Copy the material below word for word, all of it, from start to finish.

────────

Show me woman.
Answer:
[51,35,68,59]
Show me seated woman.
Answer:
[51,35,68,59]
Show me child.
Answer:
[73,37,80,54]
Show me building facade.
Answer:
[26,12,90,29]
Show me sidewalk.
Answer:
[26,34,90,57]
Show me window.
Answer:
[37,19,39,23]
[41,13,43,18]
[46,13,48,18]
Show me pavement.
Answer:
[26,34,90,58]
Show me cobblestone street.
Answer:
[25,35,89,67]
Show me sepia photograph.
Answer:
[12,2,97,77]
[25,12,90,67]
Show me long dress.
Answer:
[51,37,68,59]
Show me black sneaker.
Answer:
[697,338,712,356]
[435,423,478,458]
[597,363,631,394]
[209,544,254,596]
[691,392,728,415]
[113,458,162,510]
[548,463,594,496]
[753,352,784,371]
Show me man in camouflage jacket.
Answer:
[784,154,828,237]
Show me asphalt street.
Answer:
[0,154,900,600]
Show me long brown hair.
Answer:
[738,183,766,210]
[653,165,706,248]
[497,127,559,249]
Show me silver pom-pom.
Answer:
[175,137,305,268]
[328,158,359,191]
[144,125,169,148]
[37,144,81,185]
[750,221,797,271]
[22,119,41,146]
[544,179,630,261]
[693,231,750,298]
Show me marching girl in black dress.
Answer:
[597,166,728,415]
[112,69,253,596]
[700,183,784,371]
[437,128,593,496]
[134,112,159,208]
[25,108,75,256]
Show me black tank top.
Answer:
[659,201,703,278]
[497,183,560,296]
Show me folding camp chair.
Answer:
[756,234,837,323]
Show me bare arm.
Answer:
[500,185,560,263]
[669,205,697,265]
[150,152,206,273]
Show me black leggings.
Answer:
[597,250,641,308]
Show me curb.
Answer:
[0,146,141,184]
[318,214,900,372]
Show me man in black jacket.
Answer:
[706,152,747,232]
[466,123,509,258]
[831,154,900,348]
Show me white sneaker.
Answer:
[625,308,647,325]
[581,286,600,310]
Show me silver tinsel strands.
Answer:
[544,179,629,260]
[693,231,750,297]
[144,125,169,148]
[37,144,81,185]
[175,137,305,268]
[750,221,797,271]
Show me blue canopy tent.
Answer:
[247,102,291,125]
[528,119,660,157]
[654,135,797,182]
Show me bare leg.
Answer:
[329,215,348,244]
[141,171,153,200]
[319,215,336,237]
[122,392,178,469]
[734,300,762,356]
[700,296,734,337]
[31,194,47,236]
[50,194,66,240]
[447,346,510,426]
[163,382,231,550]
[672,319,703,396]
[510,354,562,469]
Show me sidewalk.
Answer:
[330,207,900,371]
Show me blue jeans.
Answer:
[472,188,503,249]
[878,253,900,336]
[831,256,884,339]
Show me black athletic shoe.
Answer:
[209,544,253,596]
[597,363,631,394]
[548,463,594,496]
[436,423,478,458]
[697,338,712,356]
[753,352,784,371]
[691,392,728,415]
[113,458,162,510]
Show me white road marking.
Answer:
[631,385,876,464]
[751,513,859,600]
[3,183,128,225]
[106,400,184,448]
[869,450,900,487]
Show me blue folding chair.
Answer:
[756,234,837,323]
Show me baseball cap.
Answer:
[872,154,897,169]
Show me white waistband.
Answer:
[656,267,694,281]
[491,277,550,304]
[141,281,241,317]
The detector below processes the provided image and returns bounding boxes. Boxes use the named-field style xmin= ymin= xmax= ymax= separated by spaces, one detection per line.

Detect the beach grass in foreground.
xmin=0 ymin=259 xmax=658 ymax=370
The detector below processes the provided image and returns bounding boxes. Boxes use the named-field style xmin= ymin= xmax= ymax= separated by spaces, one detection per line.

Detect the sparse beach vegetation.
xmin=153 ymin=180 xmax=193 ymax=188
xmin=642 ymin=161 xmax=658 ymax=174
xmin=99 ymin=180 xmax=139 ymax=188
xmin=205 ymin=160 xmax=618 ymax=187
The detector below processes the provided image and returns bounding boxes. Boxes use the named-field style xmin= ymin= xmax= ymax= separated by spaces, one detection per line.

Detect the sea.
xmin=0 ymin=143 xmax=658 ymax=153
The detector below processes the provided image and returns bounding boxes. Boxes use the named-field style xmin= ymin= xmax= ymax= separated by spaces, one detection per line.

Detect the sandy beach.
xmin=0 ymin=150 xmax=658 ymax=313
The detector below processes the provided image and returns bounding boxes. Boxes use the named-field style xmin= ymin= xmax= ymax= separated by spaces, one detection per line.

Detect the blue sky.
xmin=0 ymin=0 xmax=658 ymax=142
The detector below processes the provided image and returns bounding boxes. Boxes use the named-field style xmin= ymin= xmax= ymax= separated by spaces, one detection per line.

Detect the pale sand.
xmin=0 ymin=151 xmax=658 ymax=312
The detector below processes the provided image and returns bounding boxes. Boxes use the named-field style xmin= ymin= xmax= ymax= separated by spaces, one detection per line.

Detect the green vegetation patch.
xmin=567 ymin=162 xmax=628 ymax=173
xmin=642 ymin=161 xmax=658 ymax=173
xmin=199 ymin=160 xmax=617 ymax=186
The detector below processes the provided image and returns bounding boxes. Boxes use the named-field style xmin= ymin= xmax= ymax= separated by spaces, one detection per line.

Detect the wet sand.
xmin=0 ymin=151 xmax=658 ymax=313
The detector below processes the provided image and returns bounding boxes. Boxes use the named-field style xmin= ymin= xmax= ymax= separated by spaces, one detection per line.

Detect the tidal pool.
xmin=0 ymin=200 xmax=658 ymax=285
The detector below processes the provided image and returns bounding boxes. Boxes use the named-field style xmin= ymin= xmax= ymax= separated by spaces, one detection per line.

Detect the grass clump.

────────

[Result]:
Show me woman.
Answer:
[51,35,68,59]
Show me seated woman.
Answer:
[51,35,68,59]
Show me child.
Answer:
[73,37,80,54]
Show me building facade.
Answer:
[26,12,90,29]
Show me sidewalk.
Answer:
[26,34,90,57]
Show me window.
Answer:
[37,19,39,23]
[41,13,43,18]
[46,13,48,18]
Show me pavement.
Answer:
[26,34,90,58]
Show me cobblestone street.
Answer:
[25,35,89,67]
Show me sepia photograph.
Answer:
[12,2,97,77]
[25,12,90,67]
Show me long dress.
Answer:
[51,37,68,59]
Show me black sneaker.
Answer:
[697,338,712,356]
[435,423,478,458]
[597,363,631,394]
[209,544,254,596]
[691,392,728,415]
[113,458,162,510]
[548,463,594,496]
[753,352,784,371]
Show me man in camouflage jacket.
Answer:
[784,154,828,237]
Show me asphalt street.
Answer:
[0,154,900,600]
Show me long brown hair.
Answer:
[738,183,766,210]
[653,165,706,248]
[497,127,559,249]
Show me silver pom-pom.
Answer:
[175,137,305,268]
[328,158,359,191]
[144,125,169,148]
[37,144,81,185]
[750,221,797,271]
[22,119,41,146]
[544,179,630,261]
[693,231,750,298]
Show me marching girl in black dress.
Answer:
[597,166,728,415]
[112,69,253,596]
[700,183,784,371]
[437,128,593,496]
[134,112,159,208]
[25,108,75,256]
Show me black tank top.
Answer:
[659,201,703,278]
[497,183,560,296]
Show me folding camp chair.
Answer:
[756,234,837,323]
Show me bare arm.
Answer:
[500,185,560,263]
[669,205,697,265]
[150,152,206,273]
Show me black leggings.
Answer:
[597,250,641,308]
Show me curb.
Answer:
[0,146,141,184]
[318,214,900,372]
Show me man in black jacket.
Answer:
[706,152,747,232]
[466,123,509,258]
[831,154,900,348]
Show me white sneaker.
Answer:
[625,308,647,325]
[581,286,600,310]
Show me silver tinsel strands.
Answer:
[544,179,629,260]
[693,231,750,297]
[144,125,169,148]
[37,144,81,185]
[175,137,305,268]
[750,221,797,271]
Show me blue canopy tent.
Answer:
[247,102,291,125]
[528,119,660,157]
[654,135,797,182]
Show me bare leg.
Answer:
[329,215,348,244]
[141,171,153,200]
[319,215,336,237]
[122,392,178,469]
[734,300,762,356]
[700,296,734,337]
[31,194,47,236]
[50,194,66,240]
[447,346,510,426]
[163,382,231,550]
[672,319,703,396]
[510,354,562,469]
Show me sidewalk.
Answer:
[330,207,900,371]
Show me blue jeans.
Answer:
[472,188,503,249]
[878,253,900,336]
[831,256,884,339]
Show me black athletic shoe.
Answer:
[209,544,253,596]
[597,363,631,394]
[548,463,594,496]
[436,423,478,458]
[697,338,712,356]
[753,352,784,371]
[691,392,728,415]
[113,458,162,510]
Show me white road marking.
Answer:
[631,385,876,464]
[751,513,859,600]
[3,183,128,225]
[106,400,184,448]
[869,450,900,487]
Show me blue folding chair.
Answer:
[756,234,837,323]
Show me baseball cap.
Answer:
[872,154,897,169]
Show me white waistband.
Answer:
[656,267,694,281]
[491,277,550,304]
[141,281,241,317]
The detector below processes the provided image and returns bounding boxes. Boxes use the named-field style xmin= ymin= xmax= ymax= separated by spaces, one detection per line.

Detect the beach grass in foreground.
xmin=0 ymin=259 xmax=658 ymax=370
The detector below processes the provided image and returns bounding boxes. Boxes use the named-field style xmin= ymin= xmax= ymax= separated by spaces, one detection per line.

Detect the sparse beach vegetation.
xmin=153 ymin=180 xmax=193 ymax=188
xmin=642 ymin=161 xmax=658 ymax=174
xmin=99 ymin=180 xmax=139 ymax=188
xmin=205 ymin=160 xmax=618 ymax=187
The detector below processes the provided image and returns bounding boxes. Boxes use the named-field style xmin= ymin= xmax= ymax= separated by spaces, one detection per line.

Detect the sea.
xmin=0 ymin=143 xmax=658 ymax=153
The detector below processes the provided image and returns bounding boxes. Boxes use the named-field style xmin= ymin= xmax= ymax= separated by spaces, one detection per line.

Detect the sandy beach.
xmin=0 ymin=150 xmax=658 ymax=313
The detector below processes the provided image and returns bounding boxes. Boxes use the named-field style xmin= ymin= xmax= ymax= separated by spaces, one detection per line.

Detect the blue sky.
xmin=0 ymin=0 xmax=658 ymax=142
The detector below processes the provided image and returns bounding boxes. Boxes use the named-field style xmin= ymin= xmax= ymax= separated by spaces, one detection per line.

Detect the pale sand.
xmin=0 ymin=151 xmax=658 ymax=312
The detector below processes the provided image and returns bounding boxes. Boxes use the named-field style xmin= ymin= xmax= ymax= separated by spaces, one detection per line.

Detect the green vegetation patch.
xmin=567 ymin=162 xmax=628 ymax=173
xmin=642 ymin=161 xmax=658 ymax=173
xmin=199 ymin=160 xmax=617 ymax=186
The detector below processes the provided image and returns bounding boxes. Boxes use the named-field style xmin= ymin= xmax= ymax= separated by spaces, one detection per line.

Detect the wet sand.
xmin=0 ymin=151 xmax=658 ymax=313
The detector below processes the provided image and returns bounding boxes. Boxes use the named-field style xmin= ymin= xmax= ymax= separated by spaces, one detection per line.

Detect the tidal pool.
xmin=0 ymin=200 xmax=658 ymax=285
The detector below processes the provided image and returns bounding boxes. Boxes use the named-field style xmin= ymin= xmax= ymax= separated by spaces, one detection per line.

Detect the grass clump.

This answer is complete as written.